Named object pointing entries

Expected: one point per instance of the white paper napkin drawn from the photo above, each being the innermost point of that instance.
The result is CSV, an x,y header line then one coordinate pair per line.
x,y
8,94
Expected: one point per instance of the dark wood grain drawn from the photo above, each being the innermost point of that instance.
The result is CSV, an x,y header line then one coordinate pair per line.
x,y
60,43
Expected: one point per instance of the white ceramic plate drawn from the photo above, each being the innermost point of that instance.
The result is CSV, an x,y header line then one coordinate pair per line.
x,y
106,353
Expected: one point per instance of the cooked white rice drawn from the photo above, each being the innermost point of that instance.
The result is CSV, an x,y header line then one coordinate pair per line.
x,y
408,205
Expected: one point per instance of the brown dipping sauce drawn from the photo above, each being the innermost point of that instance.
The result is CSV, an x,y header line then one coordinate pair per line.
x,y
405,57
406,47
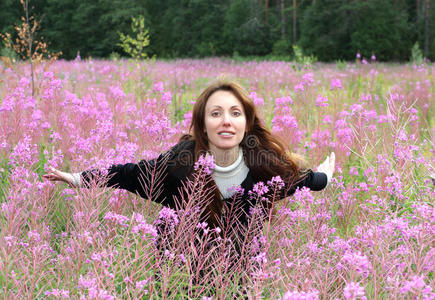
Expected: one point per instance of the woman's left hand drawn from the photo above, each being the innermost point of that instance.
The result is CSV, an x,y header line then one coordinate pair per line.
x,y
328,166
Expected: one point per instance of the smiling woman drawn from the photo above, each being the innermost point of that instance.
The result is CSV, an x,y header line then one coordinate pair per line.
x,y
225,125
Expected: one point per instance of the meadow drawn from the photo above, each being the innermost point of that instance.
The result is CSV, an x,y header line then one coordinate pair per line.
x,y
369,235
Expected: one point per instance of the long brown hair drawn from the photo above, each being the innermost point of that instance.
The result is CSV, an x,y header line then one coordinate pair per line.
x,y
264,154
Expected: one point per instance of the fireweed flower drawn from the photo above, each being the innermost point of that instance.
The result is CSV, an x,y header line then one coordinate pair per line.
x,y
299,87
295,295
336,84
258,101
60,294
357,261
119,219
206,163
276,183
354,291
259,189
321,101
308,78
158,87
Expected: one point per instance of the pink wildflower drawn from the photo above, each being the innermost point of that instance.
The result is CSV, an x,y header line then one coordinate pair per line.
x,y
336,84
299,87
321,101
295,295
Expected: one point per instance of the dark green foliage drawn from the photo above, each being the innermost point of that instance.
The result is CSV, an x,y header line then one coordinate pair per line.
x,y
328,29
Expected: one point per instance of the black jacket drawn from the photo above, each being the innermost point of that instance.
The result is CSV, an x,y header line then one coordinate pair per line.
x,y
162,178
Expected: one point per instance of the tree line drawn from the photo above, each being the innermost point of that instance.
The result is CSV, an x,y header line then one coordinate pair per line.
x,y
328,29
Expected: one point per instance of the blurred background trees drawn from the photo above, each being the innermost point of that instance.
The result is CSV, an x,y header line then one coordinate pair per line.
x,y
328,29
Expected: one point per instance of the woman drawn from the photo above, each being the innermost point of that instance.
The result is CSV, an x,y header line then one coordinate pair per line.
x,y
226,125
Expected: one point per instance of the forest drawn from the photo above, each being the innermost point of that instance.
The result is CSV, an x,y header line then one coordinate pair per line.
x,y
329,30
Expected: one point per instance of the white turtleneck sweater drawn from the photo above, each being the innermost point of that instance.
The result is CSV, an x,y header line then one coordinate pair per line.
x,y
228,178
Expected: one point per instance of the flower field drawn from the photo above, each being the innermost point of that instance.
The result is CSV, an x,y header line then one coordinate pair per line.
x,y
369,235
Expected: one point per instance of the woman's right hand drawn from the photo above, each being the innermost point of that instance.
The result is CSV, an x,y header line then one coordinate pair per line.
x,y
56,175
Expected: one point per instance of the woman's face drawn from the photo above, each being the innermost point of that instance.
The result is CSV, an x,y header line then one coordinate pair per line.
x,y
225,121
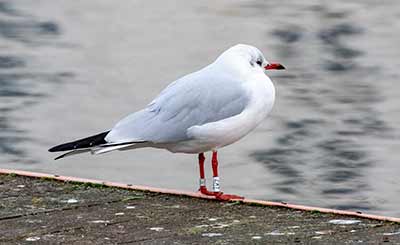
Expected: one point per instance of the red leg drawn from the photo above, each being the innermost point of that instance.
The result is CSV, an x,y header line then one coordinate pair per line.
x,y
216,186
203,187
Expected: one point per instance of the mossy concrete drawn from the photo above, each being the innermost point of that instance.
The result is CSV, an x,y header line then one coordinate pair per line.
x,y
50,212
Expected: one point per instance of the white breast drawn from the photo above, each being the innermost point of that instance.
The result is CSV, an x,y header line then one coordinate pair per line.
x,y
224,132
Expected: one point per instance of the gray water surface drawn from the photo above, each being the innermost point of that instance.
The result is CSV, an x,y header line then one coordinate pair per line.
x,y
69,69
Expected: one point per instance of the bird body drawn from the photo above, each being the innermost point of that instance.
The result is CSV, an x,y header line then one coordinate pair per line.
x,y
202,111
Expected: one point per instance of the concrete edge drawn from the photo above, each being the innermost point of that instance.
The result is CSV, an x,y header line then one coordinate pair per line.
x,y
197,195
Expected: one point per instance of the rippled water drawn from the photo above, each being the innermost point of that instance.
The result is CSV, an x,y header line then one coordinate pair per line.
x,y
70,69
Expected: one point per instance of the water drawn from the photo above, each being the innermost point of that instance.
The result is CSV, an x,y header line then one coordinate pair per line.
x,y
69,69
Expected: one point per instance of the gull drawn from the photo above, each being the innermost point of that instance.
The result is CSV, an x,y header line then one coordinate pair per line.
x,y
200,112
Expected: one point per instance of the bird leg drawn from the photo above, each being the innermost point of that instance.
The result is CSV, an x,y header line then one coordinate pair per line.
x,y
202,180
216,185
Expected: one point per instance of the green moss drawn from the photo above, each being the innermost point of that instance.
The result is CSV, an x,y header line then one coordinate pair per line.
x,y
135,197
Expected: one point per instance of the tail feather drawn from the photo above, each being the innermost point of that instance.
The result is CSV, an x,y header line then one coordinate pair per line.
x,y
73,152
88,142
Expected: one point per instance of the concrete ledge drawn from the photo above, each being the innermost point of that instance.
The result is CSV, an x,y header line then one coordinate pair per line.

* [The problem]: Restate the listing above word for word, and skip the pictures.

* [The solution]:
Expected: one point per instance of the white paper napkin drawn from the photo above, each being the innermost point of that instance.
The result is CSV, an x,y header line then one coordinate pair per line.
x,y
8,94
Expected: one point per instance of the dark wood grain drawn from the photo above, each being the innermost point of that instance.
The result is CSV, an x,y header line then one coordinate pair per line.
x,y
60,43
Expected: one point per instance of the white ceramic plate drawn from the photo above, each being the innermost point of that instance.
The result is CSV, an x,y header line then one coordinate pair per line.
x,y
106,353
Expected: one point per instance of the cooked white rice drawn from the photo above, each being the innermost point of that instance.
The result is CSV, an x,y header line then one coordinate pair per line.
x,y
408,205
Expected: one point per instance of the brown dipping sauce drawn from the photo above, each being the innermost point of that instance.
The result is CSV, an x,y header line then one coordinate pair per line.
x,y
405,57
406,47
Expected: one point per instance of the woman's left hand drawn from the photo above, each being the innermost point of that instance.
The result is CSV, an x,y header line then one coordinate pair per line.
x,y
328,166
Expected: one point per instance of the smiling woman drawn from the photo above, each being the innermost point of that instance.
The result is CSV, an x,y header line then one coordinate pair per line.
x,y
225,125
Expected: one point per instance of the meadow drawn from the photo above, each being the innermost point of that instance.
The result is CSV, an x,y header line then one coordinate pair per line.
x,y
369,235
Expected: one point per instance of the long brown hair drawn from the photo above, each being the innermost point of that instance.
The result is CSV, an x,y header line then one coordinate pair per line.
x,y
264,154
Expected: one point per instance of the fireweed flower drawn from the photo above, each being the innermost point of that instance.
The result is CSV, an x,y header line then one coordinate pair per line.
x,y
299,87
295,295
336,84
258,101
60,294
357,261
119,219
206,163
276,183
354,291
259,189
321,101
308,78
158,87
Expected: one point per instance of the pink wildflower drawn from the photo above, each being the innermost point of that instance.
The result is CSV, an x,y header line then one coordinate pair per line.
x,y
336,84
299,87
321,101
295,295
Expected: one point per instance of the dark green foliage drawn from the photo above, each being the innermost point of that instance.
The result is CSV, an x,y header line then one coordinate pair per line.
x,y
328,29
Expected: one point per instance of the black jacket drawn from the photo above, each being the innermost point of that instance.
The result is CSV, an x,y header line then one coordinate pair per line.
x,y
162,178
Expected: one point per instance of the tree line drawn from the photo above, each being the innermost point of that instance.
The result is CSV, an x,y header line then one coordinate pair per line.
x,y
328,29
Expected: one point per instance of the blurred background trees drawn from the photo above, each being the innermost point of that instance.
The result is CSV, an x,y header line then one coordinate pair per line.
x,y
328,29
Expected: one point per instance of the woman drawn from the photo above, each being the innermost point of that instance.
The result is CSV, an x,y header line then one coordinate pair per line.
x,y
226,125
Expected: one point per instance of the forest drawn from the photo above, each being the innermost point of that instance.
The result is CSV, an x,y header line then one coordinate pair per line.
x,y
329,30
Expected: one point per instance of the white turtleneck sweater drawn from the photo above, each being the innermost point of that instance.
The result is CSV, an x,y header line then one coordinate pair per line.
x,y
228,178
Expected: one point per instance of the flower field drawn from the photo above, each being the innermost point of that instance.
The result is CSV, an x,y header line then one coordinate pair per line.
x,y
369,235
Expected: one point per instance of the woman's right hand drawn from the photo above, each being the innermost point of that instance.
The result is CSV, an x,y header line then one coordinate pair per line.
x,y
56,175
Expected: one point per instance of the woman's face drawn from the photo above, each being the innermost point of that instance.
The result is CSV, an x,y header line then one coordinate pair per line.
x,y
225,121
Expected: one point per instance of the red leg drawn from the photo above, each being the innermost point of that instance.
The result is CSV, an x,y header line then one coordinate pair per line.
x,y
216,186
203,187
Expected: one point per instance of the mossy concrete drawn from the photo above, each being the innermost point of that instance.
The result is CSV, an x,y header line then one coordinate pair per line.
x,y
50,212
Expected: one point per instance of the white breast drawn from the photo above, each being the innermost point of that instance.
The result is CSV, an x,y header line then one coordinate pair per line.
x,y
224,132
Expected: one point per instance of the gray water surface drawn from the photo above, each being the innermost point of that instance.
The result is CSV, an x,y header line then one coordinate pair per line.
x,y
69,69
Expected: one point per instance of the bird body drawn from the photo above, each being the innermost point of that instance.
The result is CSV, an x,y header line then one coordinate pair per line.
x,y
202,111
Expected: one point per instance of the concrete edge drawn from the photo above, each being the innermost point of that instance.
The result is CSV, an x,y header line then one coordinate pair per line.
x,y
197,195
Expected: one point per instance of the rippled water drawn from the photo above, each being the innermost point of that instance.
The result is CSV, an x,y header line then one coordinate pair per line.
x,y
70,69
Expected: one point per instance of the water drawn from the photo above, each being the innermost point of that instance.
The result is CSV, an x,y header line then one coordinate pair per line.
x,y
69,69
Expected: one point per instance of the gull drawn from the photo above, each being the innermost point of that instance.
The result is CSV, an x,y header line then one coordinate pair per line.
x,y
200,112
Expected: one point per instance of the bird leg drawn from the photo above, each being the innermost point of that instance.
The result is CSV, an x,y header line then one coordinate pair per line.
x,y
202,180
216,185
Expected: one point per instance of the green moss drawn from the photo above, each being the innermost point of that instance.
The result is CSV, an x,y header line then one coordinate pair per line.
x,y
135,197
Expected: one point per instance of the tail feather drawn from the photo above, each being the innermost point of that instance.
The result is CSV, an x,y header line then one coordinate pair per line.
x,y
73,152
88,142
Expected: one point per instance of the concrete ledge drawn from the photo above, each being the innermost point of that instance.
The result is CSV, an x,y header line then one coordinate pair per line.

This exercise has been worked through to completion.